__問題文 1__: 日本アジア協会の成り立ちを扱う本文によると、英国・アイルランド王立アジア協会は何年にどこで設立されましたか。

__掲載本文__:
ケンブリッジ大学図書館の日本関連書籍の記事で、

アストン・サトウ・シーボルトコレクションが基盤と述べましたが、

アストンなどの日本研究者が日本滞在時に研究報告をしていたのが日本アジア協会です。1872年に設立、現在も活動中の学術団体です。

日本アジア協会の設立には、オールコック駐日公使らイギリス人を中心とした王立アジア協会の支部として設立しようとしたところ、イギリス人以外(主にアメリカ人)がそれに反発したという経緯があります。まずは、王立アジア協会が設立されていく経緯について記します。

 

1600 年 、イギリス東インド会社が設立されると

1602年 ジャワ島バンテンに商館設置

1613年 平戸に商館設置されたほか、    

インド各地に商館が設置 (ムンバイ(1668年)ほか)されていきます。

1711 年 には広州に商館を設置されます。

 

インドにおいての現地の研究グループとして、

1784 年 ベンガル・アジア協会 The Asiatic Society of Bengalが 設立されます。

東インド会社判事ウィリアム・ジョーンズが設立し、初代会長に就任しました。

 

この動きを経て、本国で

1823 年 The Royal Asiatic Society of Great Britain and Ireland(英国・アイルランド王立アジア協会)が元ベンガル・アジア協会会長コールブルックの主導で、ロンドンで設立されます。

 

この背景には、オランダがバタウィア学術協会(1778 年)

       フランスがアジア協会(1822 年)    を設立していたことがありました。

その後、王立アジア協会支部が設立されていきます。

【王立アジア協会支部の設立】

1829 年 王ア協会ボンベイ支部 The Bombay Branch of the Royal Asiatic Society

1847 年王ア協会中国支部(香港)The China Branch of the Royal Asiatic Society

1858 年王ア協会北中国支部(上海)The North China Brunch of the Royal Asiatic Society

1877 年 王ア協会マレー支部シンガポール)The Malaya Branch of the Royal Asiatic Society

1885 年 王ア協会北京東洋協会 The Peking Oriental Society

1900 年 王ア協会朝鮮支部(ソウル)The Korean Brunch of the Royal Asiatic Society

 

そのなかで、王立アジア協会支部ではなく創設されたのが日本アジア協会でした。

1872 年 日本アジア協会(横浜)The Asiatic Society of Japan

英語名称にも、他とは異なりthe Royal Asiatic Societyは入っていません。その経緯について次に述べたいと思います。

 

【参考文献】

楠家重敏『日本アジア協会の研究―ジャパノロジーことはじめ―』近代文芸社、1997 年。

ダグラス・M・ケンリック(池田雅夫訳)『日本アジア協会 100 年史―日本における日本 研究の誕生と発展―』 横浜市立大学経済学研究所、1994 年。

__提供項目__:

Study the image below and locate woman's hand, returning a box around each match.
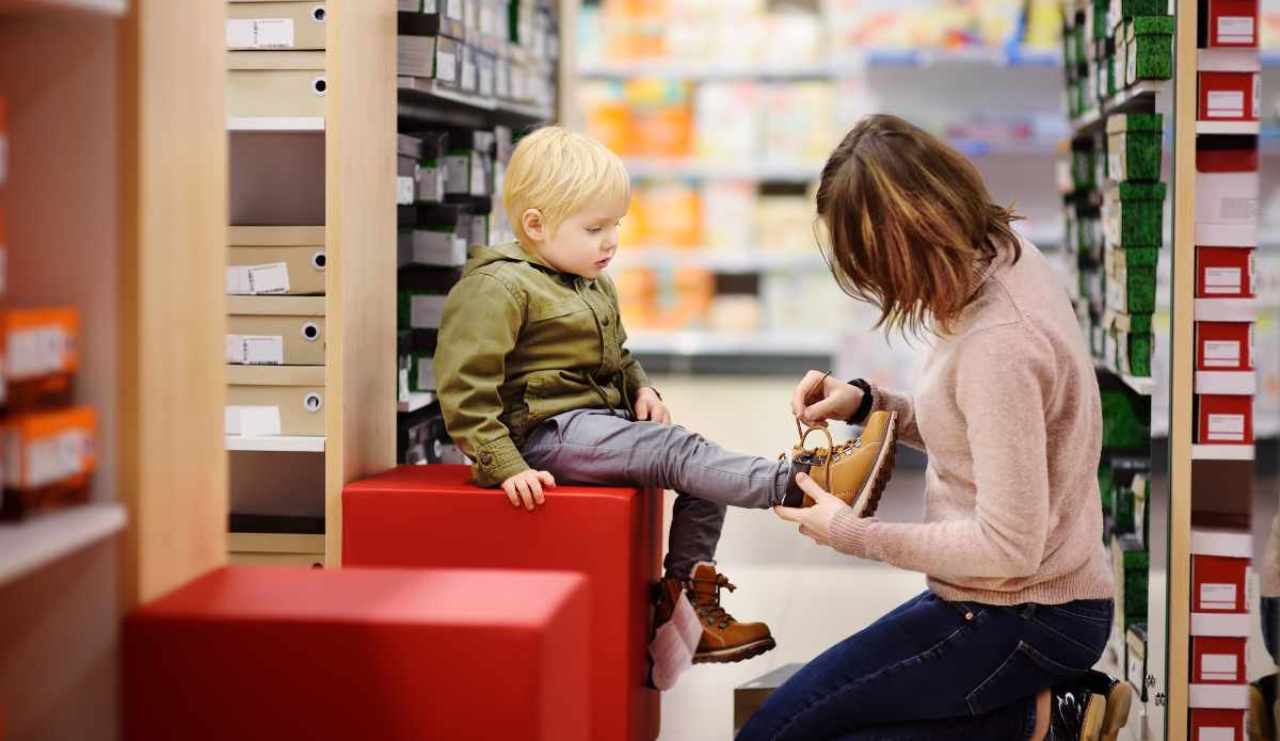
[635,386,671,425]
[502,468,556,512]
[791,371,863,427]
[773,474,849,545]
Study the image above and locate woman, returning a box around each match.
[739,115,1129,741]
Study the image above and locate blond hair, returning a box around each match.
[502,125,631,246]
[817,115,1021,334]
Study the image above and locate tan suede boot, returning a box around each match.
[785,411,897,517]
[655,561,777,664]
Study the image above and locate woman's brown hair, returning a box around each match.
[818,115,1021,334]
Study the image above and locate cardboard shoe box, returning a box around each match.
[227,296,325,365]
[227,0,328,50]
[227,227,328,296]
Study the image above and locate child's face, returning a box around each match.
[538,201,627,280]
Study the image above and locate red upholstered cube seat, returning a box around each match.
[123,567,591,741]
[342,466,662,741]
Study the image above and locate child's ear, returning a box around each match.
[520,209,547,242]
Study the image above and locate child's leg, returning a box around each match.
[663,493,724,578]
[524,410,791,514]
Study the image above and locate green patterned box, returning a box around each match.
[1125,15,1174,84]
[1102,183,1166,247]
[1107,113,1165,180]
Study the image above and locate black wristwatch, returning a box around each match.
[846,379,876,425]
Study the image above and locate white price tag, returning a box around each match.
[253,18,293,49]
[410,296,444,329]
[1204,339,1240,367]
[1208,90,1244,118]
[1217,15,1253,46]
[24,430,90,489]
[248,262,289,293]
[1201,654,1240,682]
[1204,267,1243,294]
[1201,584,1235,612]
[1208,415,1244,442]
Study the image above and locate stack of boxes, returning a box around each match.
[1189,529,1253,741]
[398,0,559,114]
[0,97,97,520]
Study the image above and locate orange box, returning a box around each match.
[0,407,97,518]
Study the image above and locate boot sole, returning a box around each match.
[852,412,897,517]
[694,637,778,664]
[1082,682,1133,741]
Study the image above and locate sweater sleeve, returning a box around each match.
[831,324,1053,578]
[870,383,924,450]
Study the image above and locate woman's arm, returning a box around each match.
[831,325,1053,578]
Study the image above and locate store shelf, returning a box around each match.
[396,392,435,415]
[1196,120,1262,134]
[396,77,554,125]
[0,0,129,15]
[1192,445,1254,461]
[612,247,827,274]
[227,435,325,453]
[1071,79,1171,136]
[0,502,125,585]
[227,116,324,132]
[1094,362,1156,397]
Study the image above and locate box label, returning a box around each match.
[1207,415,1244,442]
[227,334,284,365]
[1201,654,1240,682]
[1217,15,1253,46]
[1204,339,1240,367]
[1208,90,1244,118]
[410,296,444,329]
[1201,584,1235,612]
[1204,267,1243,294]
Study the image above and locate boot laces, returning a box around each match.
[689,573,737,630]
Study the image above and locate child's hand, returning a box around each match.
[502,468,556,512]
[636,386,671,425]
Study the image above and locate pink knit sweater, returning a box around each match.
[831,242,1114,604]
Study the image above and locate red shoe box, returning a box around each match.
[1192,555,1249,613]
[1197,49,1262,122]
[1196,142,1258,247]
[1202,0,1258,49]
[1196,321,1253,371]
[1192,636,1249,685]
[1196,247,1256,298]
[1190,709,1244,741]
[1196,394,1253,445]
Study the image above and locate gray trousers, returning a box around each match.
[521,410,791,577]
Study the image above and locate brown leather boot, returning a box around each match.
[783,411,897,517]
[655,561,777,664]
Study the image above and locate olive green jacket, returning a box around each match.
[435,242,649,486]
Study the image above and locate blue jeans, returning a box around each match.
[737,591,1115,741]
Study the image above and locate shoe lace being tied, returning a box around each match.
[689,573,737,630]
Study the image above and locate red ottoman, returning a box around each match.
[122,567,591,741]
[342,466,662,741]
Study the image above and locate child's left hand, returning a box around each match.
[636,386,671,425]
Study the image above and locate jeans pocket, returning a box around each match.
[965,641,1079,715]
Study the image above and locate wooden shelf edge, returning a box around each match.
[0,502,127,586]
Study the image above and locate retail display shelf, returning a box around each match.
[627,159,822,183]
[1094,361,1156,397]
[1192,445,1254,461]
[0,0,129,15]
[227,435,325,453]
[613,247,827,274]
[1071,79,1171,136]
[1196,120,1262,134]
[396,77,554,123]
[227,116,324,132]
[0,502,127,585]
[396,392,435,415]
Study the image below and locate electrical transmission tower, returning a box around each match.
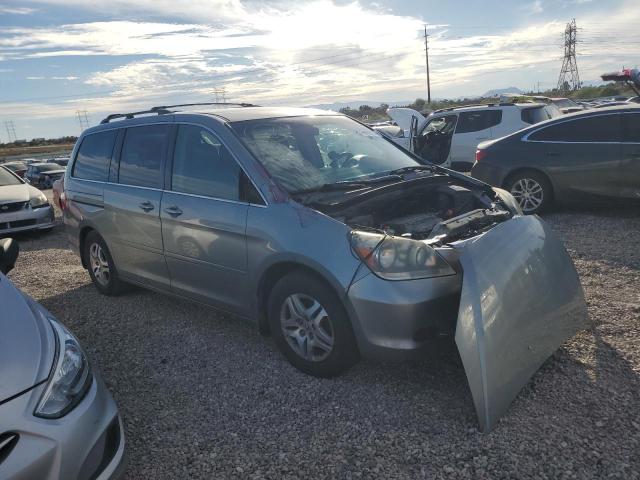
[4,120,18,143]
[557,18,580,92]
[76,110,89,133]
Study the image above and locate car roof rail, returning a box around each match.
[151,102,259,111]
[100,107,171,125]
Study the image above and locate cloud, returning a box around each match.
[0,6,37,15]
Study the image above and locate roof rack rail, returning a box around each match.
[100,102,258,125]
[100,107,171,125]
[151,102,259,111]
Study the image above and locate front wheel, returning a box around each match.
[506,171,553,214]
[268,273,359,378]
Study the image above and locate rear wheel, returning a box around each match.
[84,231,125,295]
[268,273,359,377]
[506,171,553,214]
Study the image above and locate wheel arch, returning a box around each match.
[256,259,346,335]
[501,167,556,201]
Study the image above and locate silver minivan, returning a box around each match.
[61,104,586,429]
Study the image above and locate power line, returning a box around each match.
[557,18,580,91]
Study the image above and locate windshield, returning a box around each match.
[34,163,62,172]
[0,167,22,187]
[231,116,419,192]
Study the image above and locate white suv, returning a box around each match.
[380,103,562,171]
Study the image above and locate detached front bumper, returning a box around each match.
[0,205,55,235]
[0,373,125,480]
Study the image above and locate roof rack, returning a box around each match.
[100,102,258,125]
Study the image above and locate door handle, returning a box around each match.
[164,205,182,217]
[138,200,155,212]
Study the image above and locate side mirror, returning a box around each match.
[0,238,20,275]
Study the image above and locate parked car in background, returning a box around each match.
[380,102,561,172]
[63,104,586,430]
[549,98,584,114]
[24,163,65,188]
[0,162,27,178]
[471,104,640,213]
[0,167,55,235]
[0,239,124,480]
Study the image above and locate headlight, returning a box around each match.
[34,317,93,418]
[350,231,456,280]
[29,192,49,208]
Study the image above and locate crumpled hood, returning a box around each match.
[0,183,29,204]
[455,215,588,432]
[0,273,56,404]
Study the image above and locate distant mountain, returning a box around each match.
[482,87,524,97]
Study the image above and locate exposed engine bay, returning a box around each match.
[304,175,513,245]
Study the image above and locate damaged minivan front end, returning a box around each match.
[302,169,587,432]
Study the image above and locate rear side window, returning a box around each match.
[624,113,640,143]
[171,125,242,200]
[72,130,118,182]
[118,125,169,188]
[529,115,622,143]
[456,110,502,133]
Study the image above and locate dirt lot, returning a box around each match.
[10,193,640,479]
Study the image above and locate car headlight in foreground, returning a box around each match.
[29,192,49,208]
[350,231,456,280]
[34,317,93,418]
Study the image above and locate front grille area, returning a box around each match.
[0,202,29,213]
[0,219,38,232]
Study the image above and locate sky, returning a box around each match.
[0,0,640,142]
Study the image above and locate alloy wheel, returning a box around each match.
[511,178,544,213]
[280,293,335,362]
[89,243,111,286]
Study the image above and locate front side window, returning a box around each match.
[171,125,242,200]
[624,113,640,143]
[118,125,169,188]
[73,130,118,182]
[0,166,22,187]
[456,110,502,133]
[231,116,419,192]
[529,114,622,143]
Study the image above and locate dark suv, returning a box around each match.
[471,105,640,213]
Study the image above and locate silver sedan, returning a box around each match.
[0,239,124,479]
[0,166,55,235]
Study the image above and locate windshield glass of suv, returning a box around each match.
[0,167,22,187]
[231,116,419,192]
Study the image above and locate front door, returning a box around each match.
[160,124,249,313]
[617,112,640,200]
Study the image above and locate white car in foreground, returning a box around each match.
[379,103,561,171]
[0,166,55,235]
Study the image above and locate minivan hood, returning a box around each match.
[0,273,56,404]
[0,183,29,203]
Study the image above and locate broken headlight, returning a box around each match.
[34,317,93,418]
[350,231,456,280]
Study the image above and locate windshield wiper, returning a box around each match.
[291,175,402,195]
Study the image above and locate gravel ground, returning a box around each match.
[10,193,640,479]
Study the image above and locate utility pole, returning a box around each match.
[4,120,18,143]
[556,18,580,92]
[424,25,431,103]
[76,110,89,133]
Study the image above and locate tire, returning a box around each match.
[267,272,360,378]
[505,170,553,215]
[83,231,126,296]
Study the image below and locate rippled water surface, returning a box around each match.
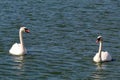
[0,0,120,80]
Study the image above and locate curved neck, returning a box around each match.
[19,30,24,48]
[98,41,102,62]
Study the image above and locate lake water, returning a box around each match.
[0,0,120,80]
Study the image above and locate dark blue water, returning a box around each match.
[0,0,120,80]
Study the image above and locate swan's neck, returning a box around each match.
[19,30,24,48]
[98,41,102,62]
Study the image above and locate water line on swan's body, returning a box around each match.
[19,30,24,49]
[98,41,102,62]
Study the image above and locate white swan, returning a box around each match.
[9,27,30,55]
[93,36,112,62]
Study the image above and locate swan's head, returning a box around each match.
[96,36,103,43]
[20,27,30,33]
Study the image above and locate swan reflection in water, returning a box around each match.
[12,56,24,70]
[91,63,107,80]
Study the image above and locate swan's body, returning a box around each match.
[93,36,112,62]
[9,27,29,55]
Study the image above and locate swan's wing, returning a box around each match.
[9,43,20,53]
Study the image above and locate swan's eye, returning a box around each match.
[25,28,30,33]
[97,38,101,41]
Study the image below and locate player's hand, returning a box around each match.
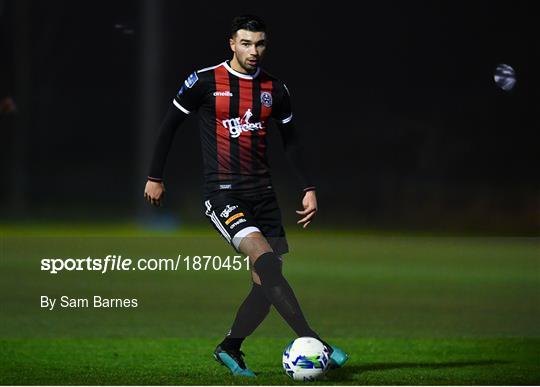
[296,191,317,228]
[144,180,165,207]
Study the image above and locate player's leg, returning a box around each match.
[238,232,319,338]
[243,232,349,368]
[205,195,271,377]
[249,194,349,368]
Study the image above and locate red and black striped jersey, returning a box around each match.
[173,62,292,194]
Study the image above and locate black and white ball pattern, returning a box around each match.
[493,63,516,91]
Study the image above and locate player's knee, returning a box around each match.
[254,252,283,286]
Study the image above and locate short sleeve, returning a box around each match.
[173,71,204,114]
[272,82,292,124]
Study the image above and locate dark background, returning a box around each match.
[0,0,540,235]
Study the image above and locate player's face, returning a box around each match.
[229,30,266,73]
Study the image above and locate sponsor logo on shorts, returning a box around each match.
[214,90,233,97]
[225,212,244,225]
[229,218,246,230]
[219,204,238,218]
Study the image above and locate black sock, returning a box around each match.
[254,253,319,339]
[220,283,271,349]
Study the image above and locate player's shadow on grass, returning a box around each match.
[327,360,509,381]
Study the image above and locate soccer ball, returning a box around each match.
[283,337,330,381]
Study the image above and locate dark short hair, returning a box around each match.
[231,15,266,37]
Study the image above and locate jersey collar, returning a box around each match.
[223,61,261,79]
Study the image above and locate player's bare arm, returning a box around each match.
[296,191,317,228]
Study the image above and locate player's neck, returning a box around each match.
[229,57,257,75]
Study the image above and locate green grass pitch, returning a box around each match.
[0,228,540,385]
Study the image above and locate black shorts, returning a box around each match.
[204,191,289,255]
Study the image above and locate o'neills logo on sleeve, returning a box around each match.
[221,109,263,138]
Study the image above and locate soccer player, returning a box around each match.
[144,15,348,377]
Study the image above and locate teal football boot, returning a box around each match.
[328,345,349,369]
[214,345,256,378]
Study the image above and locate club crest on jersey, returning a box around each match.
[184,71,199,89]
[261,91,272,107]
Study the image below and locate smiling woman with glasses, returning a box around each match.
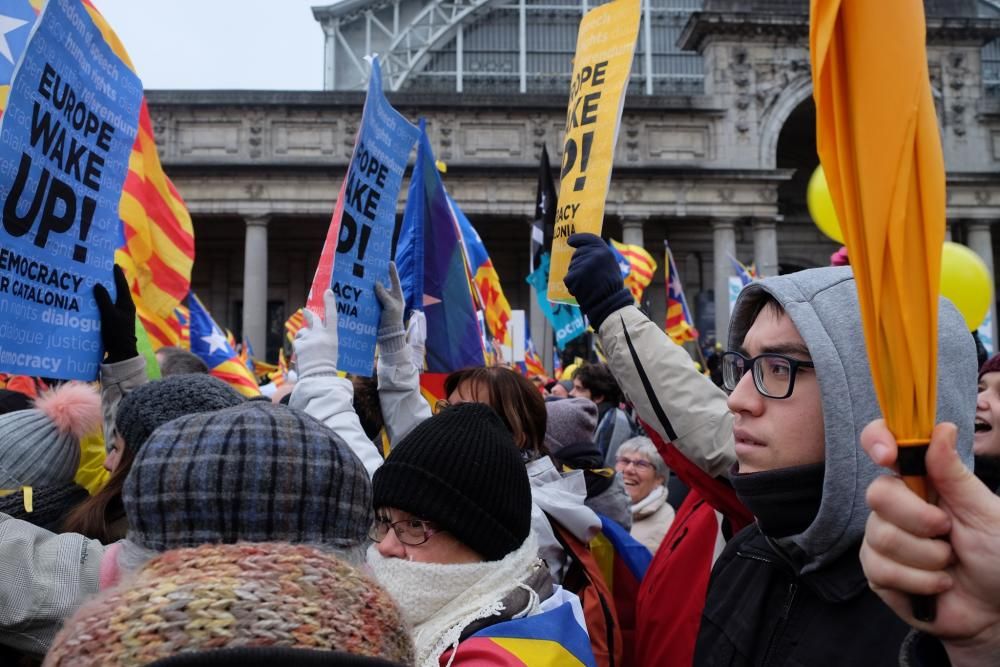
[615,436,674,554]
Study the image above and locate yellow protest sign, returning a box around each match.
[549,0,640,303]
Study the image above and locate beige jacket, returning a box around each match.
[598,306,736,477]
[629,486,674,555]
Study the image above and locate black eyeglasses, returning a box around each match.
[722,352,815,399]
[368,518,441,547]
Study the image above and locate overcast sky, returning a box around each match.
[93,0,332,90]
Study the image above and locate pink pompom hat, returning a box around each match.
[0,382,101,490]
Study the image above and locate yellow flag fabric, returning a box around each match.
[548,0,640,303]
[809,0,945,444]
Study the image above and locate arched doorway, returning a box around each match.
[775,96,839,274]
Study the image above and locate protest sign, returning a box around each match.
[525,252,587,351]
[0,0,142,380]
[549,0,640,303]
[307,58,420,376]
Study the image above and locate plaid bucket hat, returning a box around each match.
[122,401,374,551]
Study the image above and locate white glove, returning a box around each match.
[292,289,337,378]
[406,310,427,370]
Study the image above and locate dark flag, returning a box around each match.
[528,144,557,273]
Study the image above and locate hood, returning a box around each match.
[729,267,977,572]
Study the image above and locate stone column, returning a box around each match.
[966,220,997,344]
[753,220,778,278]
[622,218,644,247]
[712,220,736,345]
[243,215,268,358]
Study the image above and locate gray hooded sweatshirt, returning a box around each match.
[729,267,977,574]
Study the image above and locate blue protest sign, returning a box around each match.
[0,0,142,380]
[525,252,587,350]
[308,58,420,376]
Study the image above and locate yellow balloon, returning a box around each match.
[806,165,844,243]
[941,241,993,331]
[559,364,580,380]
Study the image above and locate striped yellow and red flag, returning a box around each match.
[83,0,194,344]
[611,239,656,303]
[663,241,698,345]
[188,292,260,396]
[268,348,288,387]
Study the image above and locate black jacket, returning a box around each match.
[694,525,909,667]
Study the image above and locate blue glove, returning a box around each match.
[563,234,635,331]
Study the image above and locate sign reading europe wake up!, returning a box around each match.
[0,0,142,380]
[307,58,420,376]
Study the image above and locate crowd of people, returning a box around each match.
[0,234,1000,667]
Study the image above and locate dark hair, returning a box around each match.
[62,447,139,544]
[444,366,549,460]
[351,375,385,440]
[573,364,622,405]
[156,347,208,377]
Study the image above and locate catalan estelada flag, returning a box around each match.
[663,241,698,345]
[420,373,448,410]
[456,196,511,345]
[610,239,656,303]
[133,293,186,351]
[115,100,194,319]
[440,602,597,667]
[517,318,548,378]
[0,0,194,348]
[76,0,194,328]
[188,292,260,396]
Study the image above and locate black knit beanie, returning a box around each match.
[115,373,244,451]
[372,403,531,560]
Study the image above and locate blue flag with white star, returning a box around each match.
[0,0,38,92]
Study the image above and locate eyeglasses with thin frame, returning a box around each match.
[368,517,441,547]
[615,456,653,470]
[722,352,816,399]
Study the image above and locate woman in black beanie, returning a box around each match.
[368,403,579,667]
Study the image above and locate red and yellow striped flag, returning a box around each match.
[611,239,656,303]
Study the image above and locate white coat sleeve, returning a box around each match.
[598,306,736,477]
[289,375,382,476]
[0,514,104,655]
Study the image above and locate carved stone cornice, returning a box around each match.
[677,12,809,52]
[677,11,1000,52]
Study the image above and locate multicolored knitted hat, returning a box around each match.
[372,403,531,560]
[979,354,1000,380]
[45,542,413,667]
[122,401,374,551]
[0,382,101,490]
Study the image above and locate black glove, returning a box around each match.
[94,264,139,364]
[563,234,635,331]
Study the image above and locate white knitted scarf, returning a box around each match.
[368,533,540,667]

__問題文 2__: 項目のうち、「Study the image above and locate olive」を含む行から「[737,591,1115,741]」を含む行までを、両端の行も含めてそのまま繰り返してください。

__回答全文 1__: 1823年にロンドンで設立されました。

__回答全文 2__:
Study the image above and locate olive green jacket, returning a box around each match.
[435,242,649,486]
Study the image above and locate blue jeans, returning a box around each match.
[737,591,1115,741]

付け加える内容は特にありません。